- [The input]
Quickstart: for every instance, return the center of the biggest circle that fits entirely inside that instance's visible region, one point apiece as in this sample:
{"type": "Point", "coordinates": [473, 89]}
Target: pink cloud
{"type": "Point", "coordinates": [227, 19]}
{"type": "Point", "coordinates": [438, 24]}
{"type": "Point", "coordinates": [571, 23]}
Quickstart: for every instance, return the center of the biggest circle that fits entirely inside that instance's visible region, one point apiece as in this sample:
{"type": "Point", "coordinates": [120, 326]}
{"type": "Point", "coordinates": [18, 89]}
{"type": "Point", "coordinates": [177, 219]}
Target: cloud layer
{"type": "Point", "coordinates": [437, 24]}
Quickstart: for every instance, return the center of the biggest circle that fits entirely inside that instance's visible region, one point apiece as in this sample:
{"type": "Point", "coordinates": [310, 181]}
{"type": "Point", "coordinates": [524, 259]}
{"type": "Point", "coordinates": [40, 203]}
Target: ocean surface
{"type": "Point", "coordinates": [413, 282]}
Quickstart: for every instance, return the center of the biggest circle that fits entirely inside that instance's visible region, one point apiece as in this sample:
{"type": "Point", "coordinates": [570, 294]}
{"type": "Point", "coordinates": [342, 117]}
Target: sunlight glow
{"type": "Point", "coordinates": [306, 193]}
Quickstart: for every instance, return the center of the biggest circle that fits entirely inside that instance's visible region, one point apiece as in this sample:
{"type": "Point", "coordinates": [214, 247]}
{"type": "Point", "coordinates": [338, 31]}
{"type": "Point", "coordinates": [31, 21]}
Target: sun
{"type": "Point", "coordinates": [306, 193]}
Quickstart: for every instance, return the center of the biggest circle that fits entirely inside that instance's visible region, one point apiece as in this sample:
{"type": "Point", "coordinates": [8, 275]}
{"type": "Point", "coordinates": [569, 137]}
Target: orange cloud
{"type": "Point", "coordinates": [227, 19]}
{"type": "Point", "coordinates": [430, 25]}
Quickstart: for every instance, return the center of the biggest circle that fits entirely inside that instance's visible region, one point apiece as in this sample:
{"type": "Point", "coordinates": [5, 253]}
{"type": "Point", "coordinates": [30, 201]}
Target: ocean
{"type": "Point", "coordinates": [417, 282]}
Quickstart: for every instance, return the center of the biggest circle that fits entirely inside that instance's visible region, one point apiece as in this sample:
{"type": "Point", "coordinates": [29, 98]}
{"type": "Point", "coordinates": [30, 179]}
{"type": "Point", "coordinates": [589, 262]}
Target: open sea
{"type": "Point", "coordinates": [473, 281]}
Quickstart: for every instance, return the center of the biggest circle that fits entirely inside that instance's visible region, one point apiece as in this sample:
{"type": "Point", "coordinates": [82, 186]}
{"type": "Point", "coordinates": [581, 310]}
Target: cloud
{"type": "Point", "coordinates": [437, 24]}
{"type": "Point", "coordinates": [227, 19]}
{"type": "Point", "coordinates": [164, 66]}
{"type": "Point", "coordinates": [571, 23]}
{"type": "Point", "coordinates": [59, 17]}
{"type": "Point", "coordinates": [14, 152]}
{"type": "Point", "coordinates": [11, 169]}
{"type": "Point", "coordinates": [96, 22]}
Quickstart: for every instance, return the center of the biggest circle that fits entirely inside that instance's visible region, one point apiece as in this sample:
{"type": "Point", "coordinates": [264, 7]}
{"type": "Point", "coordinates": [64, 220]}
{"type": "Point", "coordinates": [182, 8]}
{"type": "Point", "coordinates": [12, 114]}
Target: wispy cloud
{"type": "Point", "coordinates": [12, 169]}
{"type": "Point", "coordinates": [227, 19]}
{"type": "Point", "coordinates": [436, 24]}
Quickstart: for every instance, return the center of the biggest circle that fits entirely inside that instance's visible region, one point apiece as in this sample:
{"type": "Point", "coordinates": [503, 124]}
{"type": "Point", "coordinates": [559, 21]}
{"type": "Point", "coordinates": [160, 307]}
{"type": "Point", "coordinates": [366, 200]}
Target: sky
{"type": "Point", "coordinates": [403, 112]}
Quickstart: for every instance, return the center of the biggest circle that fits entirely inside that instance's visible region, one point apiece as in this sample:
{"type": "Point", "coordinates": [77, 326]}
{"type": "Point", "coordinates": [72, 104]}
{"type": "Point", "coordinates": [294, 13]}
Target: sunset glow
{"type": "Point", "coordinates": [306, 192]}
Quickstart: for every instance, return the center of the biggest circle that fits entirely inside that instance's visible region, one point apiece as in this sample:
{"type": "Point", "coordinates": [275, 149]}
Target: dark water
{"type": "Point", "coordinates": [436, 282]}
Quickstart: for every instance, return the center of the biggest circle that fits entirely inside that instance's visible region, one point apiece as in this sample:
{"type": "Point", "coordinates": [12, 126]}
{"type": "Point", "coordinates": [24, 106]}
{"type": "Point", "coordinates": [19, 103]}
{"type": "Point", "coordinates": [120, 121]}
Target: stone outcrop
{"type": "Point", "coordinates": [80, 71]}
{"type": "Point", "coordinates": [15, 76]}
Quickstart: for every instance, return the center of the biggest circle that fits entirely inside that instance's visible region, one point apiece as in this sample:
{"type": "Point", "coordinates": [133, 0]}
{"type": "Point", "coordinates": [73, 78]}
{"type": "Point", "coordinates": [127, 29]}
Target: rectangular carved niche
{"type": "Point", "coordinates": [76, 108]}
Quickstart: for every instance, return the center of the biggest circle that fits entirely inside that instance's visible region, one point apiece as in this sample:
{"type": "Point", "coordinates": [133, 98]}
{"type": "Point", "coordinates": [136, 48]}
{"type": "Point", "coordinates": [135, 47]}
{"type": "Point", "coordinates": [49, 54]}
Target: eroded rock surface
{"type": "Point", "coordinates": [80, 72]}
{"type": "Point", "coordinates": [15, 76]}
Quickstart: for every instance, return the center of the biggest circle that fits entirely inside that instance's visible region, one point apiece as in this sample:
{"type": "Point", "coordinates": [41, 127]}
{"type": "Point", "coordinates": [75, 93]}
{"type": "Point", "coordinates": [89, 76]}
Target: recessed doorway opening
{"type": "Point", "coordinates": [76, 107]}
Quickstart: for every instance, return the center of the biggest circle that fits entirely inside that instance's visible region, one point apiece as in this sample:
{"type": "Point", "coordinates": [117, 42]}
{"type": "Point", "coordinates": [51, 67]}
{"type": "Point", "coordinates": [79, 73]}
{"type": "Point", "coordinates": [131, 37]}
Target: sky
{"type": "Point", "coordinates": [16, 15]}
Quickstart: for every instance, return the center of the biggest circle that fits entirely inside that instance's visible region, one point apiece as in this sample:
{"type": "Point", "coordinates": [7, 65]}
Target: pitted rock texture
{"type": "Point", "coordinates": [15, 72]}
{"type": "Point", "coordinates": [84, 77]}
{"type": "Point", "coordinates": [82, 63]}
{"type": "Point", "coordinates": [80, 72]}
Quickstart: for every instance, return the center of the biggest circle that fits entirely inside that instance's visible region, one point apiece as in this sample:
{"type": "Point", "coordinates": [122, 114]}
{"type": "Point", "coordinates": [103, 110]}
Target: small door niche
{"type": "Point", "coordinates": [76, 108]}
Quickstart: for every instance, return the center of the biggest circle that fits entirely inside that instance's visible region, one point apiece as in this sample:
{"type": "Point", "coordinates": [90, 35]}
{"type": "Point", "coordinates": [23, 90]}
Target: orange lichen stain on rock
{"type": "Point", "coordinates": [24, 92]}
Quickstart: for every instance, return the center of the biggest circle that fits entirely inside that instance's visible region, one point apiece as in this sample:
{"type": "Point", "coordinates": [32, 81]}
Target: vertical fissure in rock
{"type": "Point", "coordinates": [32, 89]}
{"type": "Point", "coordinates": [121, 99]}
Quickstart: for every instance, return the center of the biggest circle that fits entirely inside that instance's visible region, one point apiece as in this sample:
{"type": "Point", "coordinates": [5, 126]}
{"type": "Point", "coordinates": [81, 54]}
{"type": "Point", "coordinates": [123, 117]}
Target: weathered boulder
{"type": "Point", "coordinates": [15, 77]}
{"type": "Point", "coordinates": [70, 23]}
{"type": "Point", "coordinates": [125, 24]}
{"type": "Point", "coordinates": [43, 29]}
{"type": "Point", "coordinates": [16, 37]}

...

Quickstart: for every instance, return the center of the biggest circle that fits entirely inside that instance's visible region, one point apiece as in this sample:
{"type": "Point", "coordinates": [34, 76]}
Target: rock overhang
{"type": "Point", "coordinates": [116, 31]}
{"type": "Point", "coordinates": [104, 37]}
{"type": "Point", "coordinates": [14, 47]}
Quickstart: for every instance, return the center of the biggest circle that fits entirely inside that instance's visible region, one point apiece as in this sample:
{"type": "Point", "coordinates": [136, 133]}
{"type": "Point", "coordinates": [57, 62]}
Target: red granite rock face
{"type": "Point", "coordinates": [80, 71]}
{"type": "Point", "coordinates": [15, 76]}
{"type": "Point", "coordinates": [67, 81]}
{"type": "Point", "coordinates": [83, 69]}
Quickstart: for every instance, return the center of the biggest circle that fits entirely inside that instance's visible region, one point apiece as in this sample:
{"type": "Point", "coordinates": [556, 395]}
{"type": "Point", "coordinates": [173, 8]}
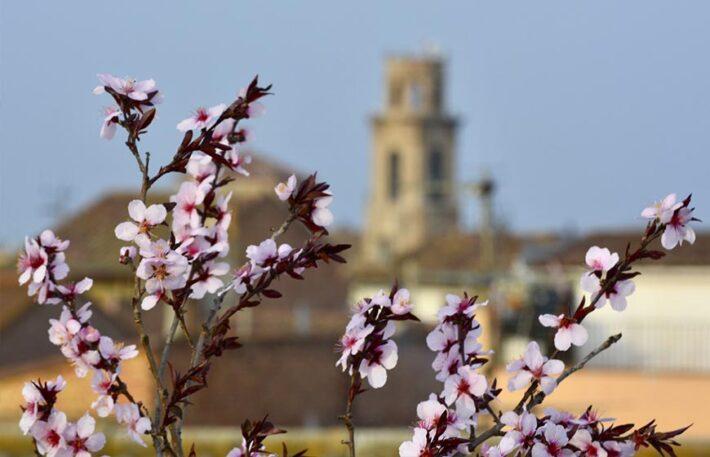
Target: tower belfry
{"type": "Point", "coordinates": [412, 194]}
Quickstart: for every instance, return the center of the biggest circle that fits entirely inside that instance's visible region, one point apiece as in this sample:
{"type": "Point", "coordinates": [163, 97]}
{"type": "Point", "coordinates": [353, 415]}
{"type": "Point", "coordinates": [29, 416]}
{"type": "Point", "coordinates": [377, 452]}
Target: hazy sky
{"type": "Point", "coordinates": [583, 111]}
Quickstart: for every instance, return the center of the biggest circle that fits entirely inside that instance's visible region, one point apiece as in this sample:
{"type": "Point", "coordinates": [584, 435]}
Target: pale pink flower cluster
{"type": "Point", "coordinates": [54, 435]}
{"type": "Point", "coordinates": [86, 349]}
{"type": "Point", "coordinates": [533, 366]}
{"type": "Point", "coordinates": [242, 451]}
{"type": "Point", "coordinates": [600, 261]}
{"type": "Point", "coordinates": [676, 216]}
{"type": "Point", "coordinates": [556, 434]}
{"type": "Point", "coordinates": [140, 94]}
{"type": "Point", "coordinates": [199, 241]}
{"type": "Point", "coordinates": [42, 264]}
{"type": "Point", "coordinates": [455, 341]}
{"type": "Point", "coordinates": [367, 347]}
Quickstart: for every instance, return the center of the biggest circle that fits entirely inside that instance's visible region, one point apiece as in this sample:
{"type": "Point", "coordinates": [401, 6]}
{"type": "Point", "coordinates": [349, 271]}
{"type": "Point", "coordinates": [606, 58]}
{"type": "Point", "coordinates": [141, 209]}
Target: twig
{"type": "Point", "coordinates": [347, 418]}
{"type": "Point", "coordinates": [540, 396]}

- [Instruction] State how many lines of the data above contain the string "surface", counting only matches with the same case. Reply with the number alone.

- [The solution] 2